● **Document section**:

####################

Though Citrus County owns the roads, it does not maintain them.

Homeowners like Martin said they were well aware that they had to pay to pave the roads when they signed the paperwork for their homes.

Martin thought a Municipal Service Benefit Unit (MSBU) would be established between neighbors and the county. Such an agreement would have allowed neighbors to pay for the pavement on their tax bills over the span of ten years.

Homeowners are expected to pay around $6,500 each.

Now, however, they have learned that the price could be a lot higher. According to Citrus County, the neighborhood needs more than just paved roads. It also needs drainage ponds and a stormwater infrastructure, which it also lacks.

“Each homeowner would have to pay $109,000 to get the infrastructure and the paving in,” Martin said.

That’s a price neighbors are not willing to pay, and Holly Davis — a commissioner who serves as the chair of Citrus County’s Board of County Commissioners — completely understands.

“It would bankrupt a lot of people in this neighborhood, and we’re not willing to do that,” she said.

Davis doesn’t yet have a solution, but she blames Anton Van Usen, who owned the land and sold the lots one by one, and the company that built many of the homes, Van Der Valk Construction.

“I find it shameful,” Davis said. “It should be a delightful, beautiful neighborhood had it been developed correctly.”

Earlier this year, Citrus County commissioners put a pause on building permits for the construction of new homes in Inverness Villages 4.

Davis said that since then, other state agencies have taken action.

In late November, the Florida Department of Environmental Protection filed for an injunction to stop the home building because it alleged Van Der Valk Construction and its partners were doing work on almost 100 lots without proper stormwater permits, and the work caused polluted stormwater to flow into a nearby wetland.

According to documents sent to ABC Action News, the construction team was also charged by the Florida Fish and Wildlife Conservation Commission (FWC) in Aug. 2023 for the destruction or disturbance of multiple gopher tortoise burrows in the subdivision.

####################

● **Provided records**:

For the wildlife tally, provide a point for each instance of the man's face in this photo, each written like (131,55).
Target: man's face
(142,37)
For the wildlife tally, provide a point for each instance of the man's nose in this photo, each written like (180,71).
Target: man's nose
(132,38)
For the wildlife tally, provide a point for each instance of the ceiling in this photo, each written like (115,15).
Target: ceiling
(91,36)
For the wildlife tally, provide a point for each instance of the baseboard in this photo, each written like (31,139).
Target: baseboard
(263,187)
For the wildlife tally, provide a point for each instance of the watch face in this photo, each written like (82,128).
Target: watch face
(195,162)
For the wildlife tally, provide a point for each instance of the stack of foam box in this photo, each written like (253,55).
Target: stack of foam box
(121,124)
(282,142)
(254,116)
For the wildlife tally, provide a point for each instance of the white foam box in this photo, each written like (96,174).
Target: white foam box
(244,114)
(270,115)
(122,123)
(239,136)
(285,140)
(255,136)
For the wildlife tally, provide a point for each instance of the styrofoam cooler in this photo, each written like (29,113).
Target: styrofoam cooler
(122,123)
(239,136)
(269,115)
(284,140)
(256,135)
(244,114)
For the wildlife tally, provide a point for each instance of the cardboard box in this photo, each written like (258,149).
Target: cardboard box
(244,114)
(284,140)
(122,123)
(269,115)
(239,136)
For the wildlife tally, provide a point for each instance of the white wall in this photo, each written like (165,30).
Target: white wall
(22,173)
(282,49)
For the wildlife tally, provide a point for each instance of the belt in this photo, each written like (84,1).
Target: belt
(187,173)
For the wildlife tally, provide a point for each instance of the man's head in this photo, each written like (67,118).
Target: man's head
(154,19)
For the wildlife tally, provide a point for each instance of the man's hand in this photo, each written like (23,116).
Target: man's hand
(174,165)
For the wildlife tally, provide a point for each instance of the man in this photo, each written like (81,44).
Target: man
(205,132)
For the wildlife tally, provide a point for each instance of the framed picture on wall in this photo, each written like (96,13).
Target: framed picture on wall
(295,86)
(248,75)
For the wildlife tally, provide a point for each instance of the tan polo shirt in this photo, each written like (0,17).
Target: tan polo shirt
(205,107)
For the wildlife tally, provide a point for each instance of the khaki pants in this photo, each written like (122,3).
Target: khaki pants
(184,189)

####################

● **Aim of the task**: Update the Citrus County road-paving article from "Homeowners are expected" through "Der Valk Construction.", replacing "neighborhood" with "subdivision" wherever it appears.

● **Response**:
Homeowners are expected to pay around $6,500 each.

Now, however, they have learned that the price could be a lot higher. According to Citrus County, the subdivision needs more than just paved roads. It also needs drainage ponds and a stormwater infrastructure, which it also lacks.

“Each homeowner would have to pay $109,000 to get the infrastructure and the paving in,” Martin said.

That’s a price neighbors are not willing to pay, and Holly Davis — a commissioner who serves as the chair of Citrus County’s Board of County Commissioners — completely understands.

“It would bankrupt a lot of people in this subdivision, and we’re not willing to do that,” she said.

Davis doesn’t yet have a solution, but she blames Anton Van Usen, who owned the land and sold the lots one by one, and the company that built many of the homes, Van Der Valk Construction.